*Task requirements*
Can you turn every line of the listing below into a numbered list, skipping the blank lines and omitting the pictures?

>> Start Material to process

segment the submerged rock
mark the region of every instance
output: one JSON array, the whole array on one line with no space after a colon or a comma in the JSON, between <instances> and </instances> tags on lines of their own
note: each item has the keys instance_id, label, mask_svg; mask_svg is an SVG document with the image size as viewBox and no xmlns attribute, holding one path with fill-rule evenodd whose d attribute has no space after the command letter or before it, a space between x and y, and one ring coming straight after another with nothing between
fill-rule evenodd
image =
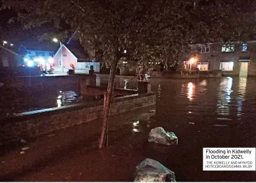
<instances>
[{"instance_id":1,"label":"submerged rock","mask_svg":"<svg viewBox=\"0 0 256 183\"><path fill-rule=\"evenodd\" d=\"M168 132L161 127L152 129L149 132L149 142L163 145L178 144L178 137L173 132Z\"/></svg>"},{"instance_id":2,"label":"submerged rock","mask_svg":"<svg viewBox=\"0 0 256 183\"><path fill-rule=\"evenodd\" d=\"M134 182L176 182L174 173L158 161L147 158L136 166Z\"/></svg>"}]
</instances>

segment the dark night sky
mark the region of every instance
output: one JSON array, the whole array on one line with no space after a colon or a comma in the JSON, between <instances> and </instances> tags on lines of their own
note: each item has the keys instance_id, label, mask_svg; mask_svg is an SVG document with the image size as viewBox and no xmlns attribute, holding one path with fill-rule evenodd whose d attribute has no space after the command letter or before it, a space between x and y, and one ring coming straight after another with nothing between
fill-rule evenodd
<instances>
[{"instance_id":1,"label":"dark night sky","mask_svg":"<svg viewBox=\"0 0 256 183\"><path fill-rule=\"evenodd\" d=\"M33 49L56 51L59 44L51 40L40 41L40 36L44 33L54 32L55 28L51 26L45 26L41 27L24 30L19 22L8 23L12 17L16 14L10 10L0 11L0 44L6 41L14 44L18 49L20 45Z\"/></svg>"}]
</instances>

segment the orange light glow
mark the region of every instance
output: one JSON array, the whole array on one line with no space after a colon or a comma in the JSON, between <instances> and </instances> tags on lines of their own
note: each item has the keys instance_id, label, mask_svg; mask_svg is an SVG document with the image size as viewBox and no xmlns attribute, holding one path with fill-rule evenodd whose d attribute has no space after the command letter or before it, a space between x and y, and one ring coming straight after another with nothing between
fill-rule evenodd
<instances>
[{"instance_id":1,"label":"orange light glow","mask_svg":"<svg viewBox=\"0 0 256 183\"><path fill-rule=\"evenodd\" d=\"M190 64L193 64L196 61L196 59L195 58L191 58L189 60Z\"/></svg>"}]
</instances>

>> End Material to process

*Solution to the exercise*
1. segment the submerged rock
2. mark the region of every instance
3. output: one JSON array, the whole array on one line with no space after a colon or a comma in the JSON, between <instances> and </instances> tags on lines of their own
4. note: each item has the keys instance_id, label, mask_svg; mask_svg is an SVG document with the image size as viewBox and no xmlns attribute, holding one path with fill-rule evenodd whose d attribute has no space after the command letter or before it, a space between x and y, and one ring coming straight after another with nothing between
5. fill-rule evenodd
6. image =
7. <instances>
8. [{"instance_id":1,"label":"submerged rock","mask_svg":"<svg viewBox=\"0 0 256 183\"><path fill-rule=\"evenodd\" d=\"M168 132L161 127L152 129L149 132L149 142L163 145L178 144L178 137L173 132Z\"/></svg>"},{"instance_id":2,"label":"submerged rock","mask_svg":"<svg viewBox=\"0 0 256 183\"><path fill-rule=\"evenodd\" d=\"M134 182L176 182L174 173L158 161L147 158L136 166Z\"/></svg>"}]
9. </instances>
10. segment the dark night sky
11. mark the region of every instance
12. output: one JSON array, the whole array on one line with no space after a colon or a comma in the JSON, between <instances> and </instances> tags on lines of their own
13. note: each item has the keys instance_id, label, mask_svg; mask_svg is an SVG document with the image size as viewBox and no xmlns attribute, holding one path with fill-rule evenodd whose d attribute has no space after the command letter or before it, a space between x and y, and one ring coming straight after another with nothing between
14. fill-rule evenodd
15. <instances>
16. [{"instance_id":1,"label":"dark night sky","mask_svg":"<svg viewBox=\"0 0 256 183\"><path fill-rule=\"evenodd\" d=\"M33 49L56 51L59 44L51 40L40 41L40 36L44 33L54 32L55 28L51 26L45 26L41 27L24 30L19 22L8 23L12 17L16 14L10 10L0 11L0 44L6 41L14 44L18 49L20 45Z\"/></svg>"}]
17. </instances>
18. segment the orange light glow
19. mark the region of every instance
20. output: one JSON array, the whole array on one line with no space after a colon or a comma in the JSON, between <instances> and </instances> tags on lines of their own
21. note: each item has the keys instance_id, label, mask_svg; mask_svg is an SVG document with the image size as viewBox and no xmlns attribute, holding one path with fill-rule evenodd whose d attribute has no space after the command letter or before it, a space between x and y, and one ring coming straight after another with nothing between
22. fill-rule evenodd
23. <instances>
24. [{"instance_id":1,"label":"orange light glow","mask_svg":"<svg viewBox=\"0 0 256 183\"><path fill-rule=\"evenodd\" d=\"M190 64L193 64L196 61L196 59L195 58L191 58L189 60Z\"/></svg>"}]
25. </instances>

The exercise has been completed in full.